Review-essay: The End of Capitalism: The Thought of Henryk Grossman

by Andrew Kliman

Ted Reese, The End of Capitalism: The Thought of Henryk Grossman.
Winchester, UK and Washington, USA: Zero Books, 2022.

Henryk Grossman was fortunate. The book in which he propounded his breakdown theory of capitalist economic crisis was published just months before the Great Depression erupted.

Ted Reese is not fortunate. His book, which staunchly defends Grossman’s breakdown theory, has been published just months after I showed that the theory is fatally and irreparably flawed.

Reese’s book is similarly flawed, but the blame ultimately does not rest with him. He was playing a poor hand.


One chapter of Reese’s book presents and endorses Grossman’s breakdown theory. In addition, the introduction and the final chapter take up a variety of recent economic events and trends­­––regarding debt, finance, and money; economic growth and crisis; automation; and other matters––construing them as manifestations of the supposed breakdown tendency. The discussion drives toward a conclusion that is apocalyptic yet carefully hedged, an awkward combination: “capitalism … may well be entering … its ‘final breakdown’”; the book applies “Grossman’s thought … to the present––quite possibly, final––capitalist crisis”; “capitalism may have entered the process of a breakdown it cannot recover from” (pp. 1, 2, 5).

Two chapters survey Grossman’s life, thought, and political activity. The first covers the period up to 1929, when he published The Law of Accumulation and Breakdown of the Capitalist System, which spelled out the breakdown theory. The second covers the remaining 21 years of Grossman’s life. Another chapter summarizes six shorter works by Grossman, written between 1926 and 1943. These three chapters draw extensively on the work of Rick Kuhn, the world’s leading Grossman scholar.


Grossman’s breakdown-theory book showed that capital accumulation could not continue indefinitely if variable capital (which pays workers’ wages and benefits) and surplus-value (profit) were to continually increase at one fixed rate, while constant capital (accumulated investment in means of production) were to continually increase at a higher fixed rate. The persistence of these growth paths would eventually require that new investment in constant and variable capital exceed the funds available for investment––that is, the profit––and thus capitalists’ personal income would plunge into negative territory. Yet before that occurred, capitalists would (temporarily) halt the capital accumulation process, which would trigger an economic downturn.

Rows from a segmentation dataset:

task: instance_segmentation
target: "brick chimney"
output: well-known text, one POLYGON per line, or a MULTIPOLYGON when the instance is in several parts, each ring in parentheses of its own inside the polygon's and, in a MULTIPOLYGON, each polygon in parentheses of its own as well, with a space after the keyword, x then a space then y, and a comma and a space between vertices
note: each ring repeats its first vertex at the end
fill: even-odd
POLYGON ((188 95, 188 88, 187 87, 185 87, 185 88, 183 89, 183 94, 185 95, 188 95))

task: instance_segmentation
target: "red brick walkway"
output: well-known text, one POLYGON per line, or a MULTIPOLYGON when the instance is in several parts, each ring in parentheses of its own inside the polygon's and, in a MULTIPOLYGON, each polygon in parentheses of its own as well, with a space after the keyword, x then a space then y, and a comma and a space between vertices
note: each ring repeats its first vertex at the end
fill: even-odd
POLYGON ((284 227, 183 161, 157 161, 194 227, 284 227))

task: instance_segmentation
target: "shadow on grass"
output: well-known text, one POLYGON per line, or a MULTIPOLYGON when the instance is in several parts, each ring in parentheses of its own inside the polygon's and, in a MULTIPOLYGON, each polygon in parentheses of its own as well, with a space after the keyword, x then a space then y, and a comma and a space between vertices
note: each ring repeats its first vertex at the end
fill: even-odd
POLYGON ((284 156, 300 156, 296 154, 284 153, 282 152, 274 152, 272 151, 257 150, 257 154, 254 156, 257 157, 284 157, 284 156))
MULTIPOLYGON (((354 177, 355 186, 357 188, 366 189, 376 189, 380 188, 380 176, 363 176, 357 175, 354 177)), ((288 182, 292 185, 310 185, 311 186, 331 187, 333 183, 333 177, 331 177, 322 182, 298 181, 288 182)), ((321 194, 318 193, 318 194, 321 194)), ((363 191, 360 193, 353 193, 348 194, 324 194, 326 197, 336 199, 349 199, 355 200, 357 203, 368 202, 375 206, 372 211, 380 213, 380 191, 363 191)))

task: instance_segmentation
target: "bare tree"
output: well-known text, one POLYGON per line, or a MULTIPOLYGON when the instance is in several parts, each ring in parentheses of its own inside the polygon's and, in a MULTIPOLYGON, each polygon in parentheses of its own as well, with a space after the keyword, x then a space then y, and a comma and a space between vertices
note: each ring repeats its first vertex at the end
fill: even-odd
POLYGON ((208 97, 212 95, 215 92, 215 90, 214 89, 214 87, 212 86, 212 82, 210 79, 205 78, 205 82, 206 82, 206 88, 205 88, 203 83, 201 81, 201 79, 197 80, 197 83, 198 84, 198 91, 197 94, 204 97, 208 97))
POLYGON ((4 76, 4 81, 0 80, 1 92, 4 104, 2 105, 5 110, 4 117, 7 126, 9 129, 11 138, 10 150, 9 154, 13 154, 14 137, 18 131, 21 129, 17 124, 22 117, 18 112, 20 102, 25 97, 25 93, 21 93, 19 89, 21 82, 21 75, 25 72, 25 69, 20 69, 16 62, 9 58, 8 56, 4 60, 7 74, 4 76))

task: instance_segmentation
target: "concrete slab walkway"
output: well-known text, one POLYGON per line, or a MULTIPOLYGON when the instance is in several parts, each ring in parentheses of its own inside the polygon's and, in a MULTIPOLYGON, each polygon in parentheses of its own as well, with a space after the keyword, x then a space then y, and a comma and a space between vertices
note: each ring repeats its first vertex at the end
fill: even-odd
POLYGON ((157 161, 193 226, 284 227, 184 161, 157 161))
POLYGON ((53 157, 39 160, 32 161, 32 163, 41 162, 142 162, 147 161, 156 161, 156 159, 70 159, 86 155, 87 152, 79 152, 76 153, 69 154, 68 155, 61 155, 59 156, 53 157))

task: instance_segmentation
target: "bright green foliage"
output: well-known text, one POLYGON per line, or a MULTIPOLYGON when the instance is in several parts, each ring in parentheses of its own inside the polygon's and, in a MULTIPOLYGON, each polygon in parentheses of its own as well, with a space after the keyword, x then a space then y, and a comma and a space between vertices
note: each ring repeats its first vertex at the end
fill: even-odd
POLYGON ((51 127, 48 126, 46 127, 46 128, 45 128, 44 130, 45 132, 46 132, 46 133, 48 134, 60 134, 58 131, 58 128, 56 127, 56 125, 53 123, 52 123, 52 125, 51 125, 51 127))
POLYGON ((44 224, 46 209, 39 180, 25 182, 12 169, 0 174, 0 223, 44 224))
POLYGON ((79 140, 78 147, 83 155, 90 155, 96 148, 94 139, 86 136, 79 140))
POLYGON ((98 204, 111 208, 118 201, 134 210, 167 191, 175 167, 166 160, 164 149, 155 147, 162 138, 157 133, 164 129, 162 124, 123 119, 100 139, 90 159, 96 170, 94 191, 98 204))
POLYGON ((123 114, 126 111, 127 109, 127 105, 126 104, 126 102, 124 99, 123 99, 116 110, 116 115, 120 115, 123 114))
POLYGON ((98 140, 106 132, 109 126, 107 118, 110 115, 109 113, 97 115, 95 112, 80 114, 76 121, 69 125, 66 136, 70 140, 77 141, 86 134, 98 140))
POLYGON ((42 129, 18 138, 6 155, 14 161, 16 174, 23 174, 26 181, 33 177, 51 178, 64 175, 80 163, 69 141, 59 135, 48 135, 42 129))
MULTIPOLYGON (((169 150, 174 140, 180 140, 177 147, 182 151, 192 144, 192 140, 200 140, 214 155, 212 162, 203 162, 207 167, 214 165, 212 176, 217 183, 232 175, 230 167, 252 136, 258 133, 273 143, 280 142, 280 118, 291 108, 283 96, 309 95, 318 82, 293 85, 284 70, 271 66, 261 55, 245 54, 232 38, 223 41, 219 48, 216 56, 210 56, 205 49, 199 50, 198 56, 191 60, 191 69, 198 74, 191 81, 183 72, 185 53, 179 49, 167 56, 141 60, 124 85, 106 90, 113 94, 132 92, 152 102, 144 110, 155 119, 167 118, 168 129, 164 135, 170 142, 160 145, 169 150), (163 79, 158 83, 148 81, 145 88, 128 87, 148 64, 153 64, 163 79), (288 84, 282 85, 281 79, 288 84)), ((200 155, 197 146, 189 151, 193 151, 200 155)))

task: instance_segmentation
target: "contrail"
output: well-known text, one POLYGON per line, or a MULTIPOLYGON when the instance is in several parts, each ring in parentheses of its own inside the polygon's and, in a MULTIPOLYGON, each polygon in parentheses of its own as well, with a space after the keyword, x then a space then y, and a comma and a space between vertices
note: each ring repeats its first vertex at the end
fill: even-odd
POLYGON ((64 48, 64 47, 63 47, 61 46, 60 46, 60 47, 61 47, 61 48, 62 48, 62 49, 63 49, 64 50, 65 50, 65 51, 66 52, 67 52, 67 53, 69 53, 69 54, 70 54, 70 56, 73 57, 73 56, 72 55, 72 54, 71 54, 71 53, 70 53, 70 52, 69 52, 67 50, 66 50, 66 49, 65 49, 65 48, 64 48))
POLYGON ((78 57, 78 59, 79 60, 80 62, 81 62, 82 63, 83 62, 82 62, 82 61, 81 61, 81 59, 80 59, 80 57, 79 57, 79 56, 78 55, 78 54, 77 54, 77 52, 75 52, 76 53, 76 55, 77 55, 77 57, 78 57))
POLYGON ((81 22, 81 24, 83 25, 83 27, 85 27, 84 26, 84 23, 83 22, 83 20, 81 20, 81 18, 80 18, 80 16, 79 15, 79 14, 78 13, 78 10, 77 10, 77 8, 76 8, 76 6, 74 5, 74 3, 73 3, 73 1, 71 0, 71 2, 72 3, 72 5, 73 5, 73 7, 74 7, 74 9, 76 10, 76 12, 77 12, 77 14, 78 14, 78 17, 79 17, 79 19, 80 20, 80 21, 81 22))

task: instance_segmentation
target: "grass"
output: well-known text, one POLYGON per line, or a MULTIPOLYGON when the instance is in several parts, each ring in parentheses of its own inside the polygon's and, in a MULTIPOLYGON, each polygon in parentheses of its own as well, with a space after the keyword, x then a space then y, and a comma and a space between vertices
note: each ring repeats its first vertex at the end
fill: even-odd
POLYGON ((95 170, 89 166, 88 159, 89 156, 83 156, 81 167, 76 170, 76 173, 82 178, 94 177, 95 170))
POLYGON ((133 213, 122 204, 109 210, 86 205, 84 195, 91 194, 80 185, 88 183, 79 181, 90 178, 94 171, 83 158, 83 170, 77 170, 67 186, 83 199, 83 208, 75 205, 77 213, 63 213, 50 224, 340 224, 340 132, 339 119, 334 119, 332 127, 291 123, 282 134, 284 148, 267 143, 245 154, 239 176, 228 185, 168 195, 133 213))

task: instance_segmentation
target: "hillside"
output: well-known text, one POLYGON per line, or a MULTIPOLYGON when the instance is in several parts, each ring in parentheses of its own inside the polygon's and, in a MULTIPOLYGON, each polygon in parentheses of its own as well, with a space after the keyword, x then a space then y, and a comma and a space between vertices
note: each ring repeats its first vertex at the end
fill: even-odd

• **List of tasks**
1 > Answer these questions from the review-essay:
(a) Which publisher brought out Reese's book, and in what year?
(b) In what year did Grossman publish The Law of Accumulation and Breakdown of the Capitalist System?
(c) How many shorter works by Grossman does one chapter of Reese's book summarize?
2 > Echo the portion of the review-essay that starts at the words "Reese’s book is" and ends after the words "(pp. 1, 2, 5).".
3 > List every calendar year that the review-essay mentions.

• **Solved tasks**
1 >
(a) Zero Books, in 2022.
(b) 1929.
(c) Six.

2 >
Reese’s book is similarly flawed, but the blame ultimately does not rest with him. He was playing a poor hand.


One chapter of Reese’s book presents and endorses Grossman’s breakdown theory. In addition, the introduction and the final chapter take up a variety of recent economic events and trends­­––regarding debt, finance, and money; economic growth and crisis; automation; and other matters––construing them as manifestations of the supposed breakdown tendency. The discussion drives toward a conclusion that is apocalyptic yet carefully hedged, an awkward combination: “capitalism … may well be entering … its ‘final breakdown’”; the book applies “Grossman’s thought … to the present––quite possibly, final––capitalist crisis”; “capitalism may have entered the process of a breakdown it cannot recover from” (pp. 1, 2, 5).

3 > 2022, 1929, 1926, 1943